■ **THE DATA**
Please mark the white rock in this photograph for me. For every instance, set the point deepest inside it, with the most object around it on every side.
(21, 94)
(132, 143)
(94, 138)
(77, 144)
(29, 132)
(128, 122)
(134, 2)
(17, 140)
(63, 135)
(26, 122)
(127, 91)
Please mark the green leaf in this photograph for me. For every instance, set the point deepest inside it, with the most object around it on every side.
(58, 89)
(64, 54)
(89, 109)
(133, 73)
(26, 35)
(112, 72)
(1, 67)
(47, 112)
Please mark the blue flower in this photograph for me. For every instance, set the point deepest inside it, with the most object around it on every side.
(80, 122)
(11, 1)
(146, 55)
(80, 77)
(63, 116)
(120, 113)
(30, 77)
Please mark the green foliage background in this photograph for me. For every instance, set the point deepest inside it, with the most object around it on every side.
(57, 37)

■ **TO DO**
Once you find the line containing "Please mark the green foliage", copy it and every line after it through the end of the records, exactly and nothing else.

■ **SOLUTION FOR THIS PROBLEM**
Please mark the green foliage background in this photograph for me. For every instance, set the point deepest inside it, with the most object around it on every side.
(57, 37)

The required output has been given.